Your goal —
Would you return the entries below exactly from the line containing "occurrences of brown" onward, ending with the final line and including it, and nothing else?

Referring expression grounding data:
───

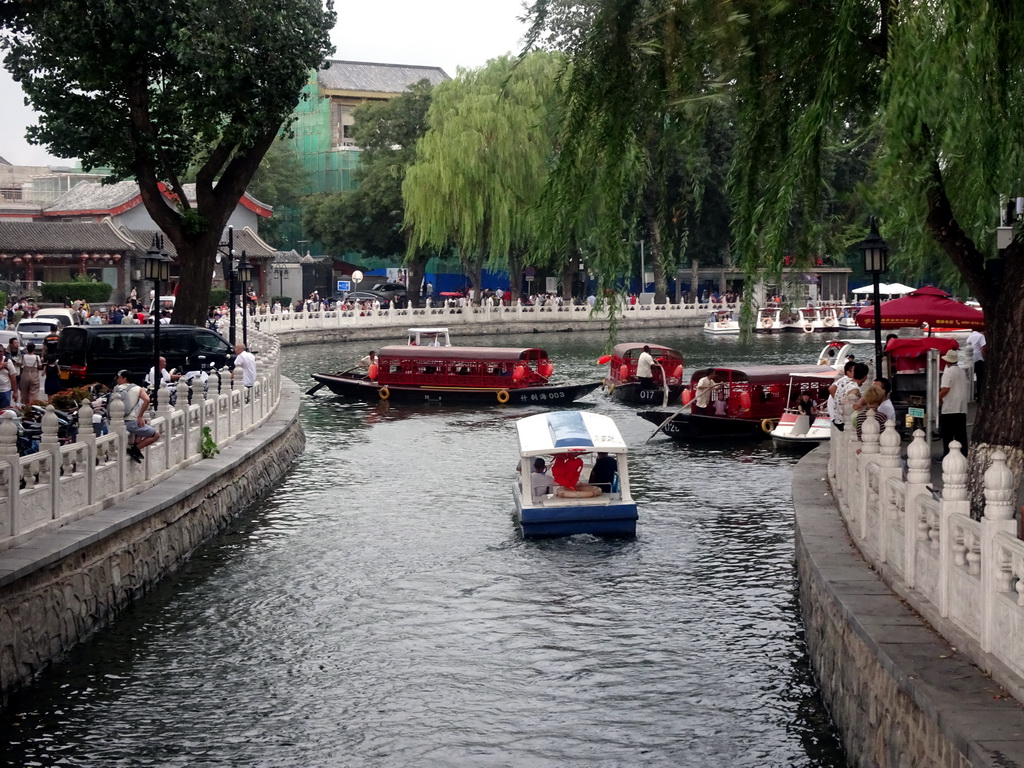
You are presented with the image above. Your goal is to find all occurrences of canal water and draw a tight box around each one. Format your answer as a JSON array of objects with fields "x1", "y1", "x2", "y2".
[{"x1": 1, "y1": 328, "x2": 856, "y2": 767}]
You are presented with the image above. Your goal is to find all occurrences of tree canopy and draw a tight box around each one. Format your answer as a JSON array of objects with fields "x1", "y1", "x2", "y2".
[
  {"x1": 1, "y1": 0, "x2": 335, "y2": 325},
  {"x1": 526, "y1": 0, "x2": 1024, "y2": 506},
  {"x1": 403, "y1": 52, "x2": 565, "y2": 298},
  {"x1": 246, "y1": 139, "x2": 311, "y2": 249}
]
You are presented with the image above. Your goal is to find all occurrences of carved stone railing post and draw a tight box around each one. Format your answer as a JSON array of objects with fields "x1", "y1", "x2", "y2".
[
  {"x1": 938, "y1": 441, "x2": 969, "y2": 617},
  {"x1": 876, "y1": 420, "x2": 903, "y2": 564},
  {"x1": 0, "y1": 415, "x2": 20, "y2": 537},
  {"x1": 108, "y1": 386, "x2": 127, "y2": 491},
  {"x1": 904, "y1": 429, "x2": 931, "y2": 589},
  {"x1": 77, "y1": 398, "x2": 96, "y2": 505},
  {"x1": 853, "y1": 408, "x2": 881, "y2": 539},
  {"x1": 40, "y1": 404, "x2": 60, "y2": 520},
  {"x1": 982, "y1": 450, "x2": 1017, "y2": 653}
]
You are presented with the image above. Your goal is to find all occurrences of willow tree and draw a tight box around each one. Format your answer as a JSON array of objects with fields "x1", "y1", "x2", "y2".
[
  {"x1": 1, "y1": 0, "x2": 335, "y2": 326},
  {"x1": 403, "y1": 52, "x2": 564, "y2": 299},
  {"x1": 530, "y1": 0, "x2": 1024, "y2": 510},
  {"x1": 526, "y1": 0, "x2": 734, "y2": 305}
]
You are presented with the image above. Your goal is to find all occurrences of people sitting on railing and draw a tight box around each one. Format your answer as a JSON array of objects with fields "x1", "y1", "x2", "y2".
[{"x1": 114, "y1": 370, "x2": 160, "y2": 463}]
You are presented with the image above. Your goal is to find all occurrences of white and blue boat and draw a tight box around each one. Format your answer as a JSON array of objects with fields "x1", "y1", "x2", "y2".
[{"x1": 512, "y1": 410, "x2": 638, "y2": 538}]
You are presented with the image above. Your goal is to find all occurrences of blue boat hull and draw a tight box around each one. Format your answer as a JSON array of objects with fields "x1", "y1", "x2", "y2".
[{"x1": 513, "y1": 485, "x2": 638, "y2": 538}]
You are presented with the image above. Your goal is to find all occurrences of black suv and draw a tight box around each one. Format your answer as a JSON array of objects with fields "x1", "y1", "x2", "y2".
[{"x1": 56, "y1": 325, "x2": 234, "y2": 387}]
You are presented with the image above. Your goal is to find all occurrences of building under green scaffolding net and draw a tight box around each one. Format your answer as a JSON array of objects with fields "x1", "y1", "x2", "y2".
[{"x1": 278, "y1": 61, "x2": 450, "y2": 254}]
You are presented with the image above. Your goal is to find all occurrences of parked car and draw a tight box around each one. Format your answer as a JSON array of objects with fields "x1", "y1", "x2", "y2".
[
  {"x1": 336, "y1": 291, "x2": 390, "y2": 305},
  {"x1": 369, "y1": 282, "x2": 408, "y2": 303},
  {"x1": 34, "y1": 308, "x2": 83, "y2": 329},
  {"x1": 16, "y1": 319, "x2": 61, "y2": 346},
  {"x1": 56, "y1": 325, "x2": 234, "y2": 387}
]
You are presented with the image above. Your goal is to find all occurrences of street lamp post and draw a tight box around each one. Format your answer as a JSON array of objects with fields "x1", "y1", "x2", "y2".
[
  {"x1": 237, "y1": 251, "x2": 252, "y2": 348},
  {"x1": 144, "y1": 234, "x2": 172, "y2": 408},
  {"x1": 217, "y1": 227, "x2": 237, "y2": 347},
  {"x1": 859, "y1": 217, "x2": 889, "y2": 377}
]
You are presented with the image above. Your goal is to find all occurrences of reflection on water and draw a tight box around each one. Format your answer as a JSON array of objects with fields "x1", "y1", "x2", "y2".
[{"x1": 0, "y1": 328, "x2": 853, "y2": 767}]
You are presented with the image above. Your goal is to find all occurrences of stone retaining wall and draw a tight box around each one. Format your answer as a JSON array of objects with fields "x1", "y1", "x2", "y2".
[
  {"x1": 795, "y1": 448, "x2": 1024, "y2": 768},
  {"x1": 0, "y1": 383, "x2": 304, "y2": 706}
]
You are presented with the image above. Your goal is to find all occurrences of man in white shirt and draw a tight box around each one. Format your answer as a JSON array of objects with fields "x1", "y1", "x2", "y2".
[
  {"x1": 965, "y1": 329, "x2": 986, "y2": 402},
  {"x1": 232, "y1": 343, "x2": 257, "y2": 393},
  {"x1": 694, "y1": 371, "x2": 722, "y2": 411},
  {"x1": 145, "y1": 356, "x2": 179, "y2": 389},
  {"x1": 530, "y1": 457, "x2": 553, "y2": 500},
  {"x1": 635, "y1": 345, "x2": 658, "y2": 387},
  {"x1": 938, "y1": 349, "x2": 969, "y2": 457}
]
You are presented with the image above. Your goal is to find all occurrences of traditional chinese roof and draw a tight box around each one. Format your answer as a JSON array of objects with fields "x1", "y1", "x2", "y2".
[
  {"x1": 118, "y1": 226, "x2": 277, "y2": 260},
  {"x1": 0, "y1": 219, "x2": 134, "y2": 255},
  {"x1": 44, "y1": 181, "x2": 272, "y2": 218},
  {"x1": 318, "y1": 60, "x2": 449, "y2": 95}
]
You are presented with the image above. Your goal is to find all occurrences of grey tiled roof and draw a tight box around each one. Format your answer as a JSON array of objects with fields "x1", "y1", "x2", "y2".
[
  {"x1": 119, "y1": 226, "x2": 277, "y2": 260},
  {"x1": 318, "y1": 60, "x2": 450, "y2": 94},
  {"x1": 45, "y1": 180, "x2": 139, "y2": 213},
  {"x1": 0, "y1": 220, "x2": 135, "y2": 254},
  {"x1": 45, "y1": 181, "x2": 271, "y2": 215}
]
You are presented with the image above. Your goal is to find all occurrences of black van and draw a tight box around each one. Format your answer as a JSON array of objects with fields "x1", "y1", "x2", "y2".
[{"x1": 56, "y1": 325, "x2": 234, "y2": 387}]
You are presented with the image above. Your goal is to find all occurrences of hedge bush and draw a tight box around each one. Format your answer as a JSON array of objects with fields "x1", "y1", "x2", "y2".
[
  {"x1": 271, "y1": 295, "x2": 291, "y2": 306},
  {"x1": 209, "y1": 288, "x2": 230, "y2": 306},
  {"x1": 40, "y1": 281, "x2": 113, "y2": 303}
]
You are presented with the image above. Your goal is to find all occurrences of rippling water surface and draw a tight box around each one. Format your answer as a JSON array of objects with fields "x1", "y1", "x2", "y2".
[{"x1": 1, "y1": 328, "x2": 857, "y2": 767}]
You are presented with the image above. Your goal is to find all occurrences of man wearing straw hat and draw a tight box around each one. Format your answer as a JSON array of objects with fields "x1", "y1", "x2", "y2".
[{"x1": 938, "y1": 349, "x2": 969, "y2": 458}]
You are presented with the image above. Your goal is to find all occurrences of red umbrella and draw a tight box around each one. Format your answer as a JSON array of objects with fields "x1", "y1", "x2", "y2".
[{"x1": 854, "y1": 286, "x2": 984, "y2": 331}]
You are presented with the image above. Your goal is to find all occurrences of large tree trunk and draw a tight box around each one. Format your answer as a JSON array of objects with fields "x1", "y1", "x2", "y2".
[
  {"x1": 643, "y1": 204, "x2": 668, "y2": 304},
  {"x1": 921, "y1": 155, "x2": 1024, "y2": 519},
  {"x1": 966, "y1": 255, "x2": 1024, "y2": 518},
  {"x1": 507, "y1": 250, "x2": 523, "y2": 302},
  {"x1": 172, "y1": 232, "x2": 223, "y2": 330},
  {"x1": 405, "y1": 251, "x2": 429, "y2": 309}
]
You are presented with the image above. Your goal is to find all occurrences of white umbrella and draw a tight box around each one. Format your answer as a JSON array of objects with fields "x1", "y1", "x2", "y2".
[{"x1": 851, "y1": 282, "x2": 917, "y2": 297}]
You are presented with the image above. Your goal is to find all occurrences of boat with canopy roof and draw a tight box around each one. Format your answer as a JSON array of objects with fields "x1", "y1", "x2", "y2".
[
  {"x1": 311, "y1": 344, "x2": 601, "y2": 405},
  {"x1": 512, "y1": 410, "x2": 638, "y2": 538}
]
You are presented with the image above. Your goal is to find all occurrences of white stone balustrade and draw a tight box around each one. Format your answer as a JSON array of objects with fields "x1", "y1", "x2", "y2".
[
  {"x1": 829, "y1": 423, "x2": 1024, "y2": 700},
  {"x1": 225, "y1": 299, "x2": 738, "y2": 336},
  {"x1": 0, "y1": 328, "x2": 283, "y2": 552}
]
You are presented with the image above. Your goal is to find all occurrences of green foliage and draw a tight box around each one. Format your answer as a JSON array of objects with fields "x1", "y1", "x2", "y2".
[
  {"x1": 403, "y1": 53, "x2": 565, "y2": 293},
  {"x1": 0, "y1": 0, "x2": 336, "y2": 326},
  {"x1": 248, "y1": 138, "x2": 311, "y2": 248},
  {"x1": 200, "y1": 426, "x2": 220, "y2": 459},
  {"x1": 209, "y1": 288, "x2": 230, "y2": 307},
  {"x1": 40, "y1": 281, "x2": 113, "y2": 303},
  {"x1": 271, "y1": 296, "x2": 291, "y2": 306}
]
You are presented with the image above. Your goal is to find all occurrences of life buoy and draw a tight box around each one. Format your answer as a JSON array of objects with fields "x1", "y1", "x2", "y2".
[
  {"x1": 497, "y1": 389, "x2": 510, "y2": 404},
  {"x1": 824, "y1": 317, "x2": 836, "y2": 327},
  {"x1": 761, "y1": 318, "x2": 773, "y2": 329},
  {"x1": 378, "y1": 386, "x2": 390, "y2": 400},
  {"x1": 803, "y1": 323, "x2": 814, "y2": 333},
  {"x1": 607, "y1": 382, "x2": 615, "y2": 395},
  {"x1": 761, "y1": 418, "x2": 778, "y2": 434}
]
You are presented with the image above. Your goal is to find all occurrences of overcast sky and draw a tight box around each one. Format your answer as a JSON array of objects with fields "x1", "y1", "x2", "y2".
[{"x1": 0, "y1": 0, "x2": 532, "y2": 167}]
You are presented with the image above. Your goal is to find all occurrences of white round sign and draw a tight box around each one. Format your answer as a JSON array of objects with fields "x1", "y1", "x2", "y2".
[{"x1": 352, "y1": 270, "x2": 363, "y2": 283}]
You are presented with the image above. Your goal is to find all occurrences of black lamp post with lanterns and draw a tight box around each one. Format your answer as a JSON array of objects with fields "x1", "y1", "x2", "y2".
[
  {"x1": 860, "y1": 217, "x2": 889, "y2": 377},
  {"x1": 144, "y1": 234, "x2": 172, "y2": 407},
  {"x1": 237, "y1": 250, "x2": 253, "y2": 348}
]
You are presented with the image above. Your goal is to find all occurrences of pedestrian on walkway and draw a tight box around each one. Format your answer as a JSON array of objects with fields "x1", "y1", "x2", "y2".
[{"x1": 938, "y1": 349, "x2": 969, "y2": 457}]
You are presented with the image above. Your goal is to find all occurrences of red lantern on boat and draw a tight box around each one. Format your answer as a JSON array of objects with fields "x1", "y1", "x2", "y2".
[
  {"x1": 673, "y1": 364, "x2": 684, "y2": 380},
  {"x1": 737, "y1": 390, "x2": 752, "y2": 411},
  {"x1": 681, "y1": 388, "x2": 694, "y2": 405},
  {"x1": 619, "y1": 364, "x2": 629, "y2": 380},
  {"x1": 597, "y1": 354, "x2": 612, "y2": 365},
  {"x1": 512, "y1": 364, "x2": 527, "y2": 382},
  {"x1": 368, "y1": 363, "x2": 379, "y2": 381},
  {"x1": 538, "y1": 361, "x2": 554, "y2": 378}
]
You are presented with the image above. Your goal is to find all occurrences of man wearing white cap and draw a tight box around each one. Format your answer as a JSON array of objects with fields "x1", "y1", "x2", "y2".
[{"x1": 938, "y1": 349, "x2": 969, "y2": 457}]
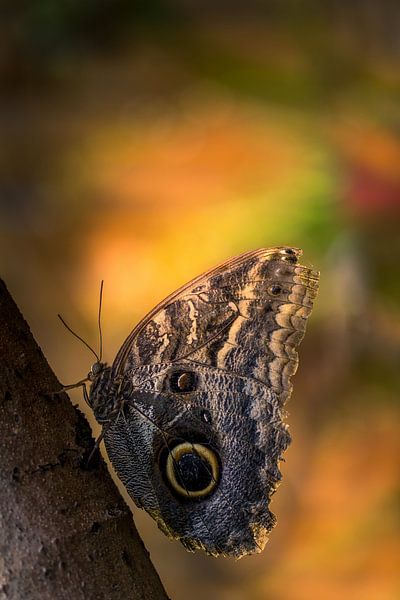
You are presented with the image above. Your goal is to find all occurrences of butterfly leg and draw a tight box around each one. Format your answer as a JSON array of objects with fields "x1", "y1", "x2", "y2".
[
  {"x1": 51, "y1": 378, "x2": 91, "y2": 407},
  {"x1": 85, "y1": 427, "x2": 105, "y2": 467},
  {"x1": 85, "y1": 402, "x2": 125, "y2": 467},
  {"x1": 80, "y1": 382, "x2": 90, "y2": 407}
]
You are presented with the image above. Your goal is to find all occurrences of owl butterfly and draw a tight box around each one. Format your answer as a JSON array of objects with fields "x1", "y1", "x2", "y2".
[{"x1": 80, "y1": 247, "x2": 318, "y2": 558}]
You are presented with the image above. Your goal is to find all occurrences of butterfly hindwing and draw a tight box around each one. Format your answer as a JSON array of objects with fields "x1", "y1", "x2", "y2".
[{"x1": 103, "y1": 364, "x2": 290, "y2": 557}]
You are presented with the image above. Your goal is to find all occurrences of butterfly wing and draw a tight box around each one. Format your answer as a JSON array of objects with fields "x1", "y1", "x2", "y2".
[
  {"x1": 98, "y1": 247, "x2": 319, "y2": 557},
  {"x1": 112, "y1": 246, "x2": 319, "y2": 404}
]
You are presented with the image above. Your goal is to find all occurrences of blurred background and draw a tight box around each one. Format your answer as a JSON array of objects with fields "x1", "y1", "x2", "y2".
[{"x1": 1, "y1": 2, "x2": 399, "y2": 599}]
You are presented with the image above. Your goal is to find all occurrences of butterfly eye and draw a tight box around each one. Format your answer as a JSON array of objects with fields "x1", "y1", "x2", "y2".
[
  {"x1": 164, "y1": 442, "x2": 219, "y2": 499},
  {"x1": 91, "y1": 362, "x2": 103, "y2": 376},
  {"x1": 169, "y1": 370, "x2": 197, "y2": 393}
]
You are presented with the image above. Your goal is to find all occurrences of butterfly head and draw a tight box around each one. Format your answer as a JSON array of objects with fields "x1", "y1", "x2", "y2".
[{"x1": 88, "y1": 360, "x2": 107, "y2": 381}]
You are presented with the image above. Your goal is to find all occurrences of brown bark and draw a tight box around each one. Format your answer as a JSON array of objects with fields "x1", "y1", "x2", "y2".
[{"x1": 0, "y1": 279, "x2": 169, "y2": 600}]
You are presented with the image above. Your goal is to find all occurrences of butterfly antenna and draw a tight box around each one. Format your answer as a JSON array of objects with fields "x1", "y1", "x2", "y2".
[
  {"x1": 58, "y1": 314, "x2": 100, "y2": 362},
  {"x1": 98, "y1": 280, "x2": 104, "y2": 362}
]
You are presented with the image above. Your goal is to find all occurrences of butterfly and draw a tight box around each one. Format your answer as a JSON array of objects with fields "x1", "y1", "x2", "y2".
[{"x1": 62, "y1": 247, "x2": 319, "y2": 558}]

───

Answer for this exercise —
You are presented with the image above. Your goal is to find all occurrences of brown bark and draw a tight box around each one. Format your answer as a JSON array of objects with fields "x1", "y1", "x2", "y2".
[{"x1": 0, "y1": 279, "x2": 169, "y2": 600}]
You are presented with the image above. Your goal is to find all occurrences of butterfly antenna and draw a tight box around each one. Format your answer as a JSON array of objects with fields "x1", "y1", "x2", "y2".
[
  {"x1": 58, "y1": 314, "x2": 100, "y2": 362},
  {"x1": 98, "y1": 280, "x2": 104, "y2": 362}
]
You are presented with the image above. Your goal is to find all occurrences of butterfly and draw a tight box around each one. Format your answer as a JSON array of objects with fields "x1", "y1", "x2", "y2".
[{"x1": 62, "y1": 247, "x2": 319, "y2": 558}]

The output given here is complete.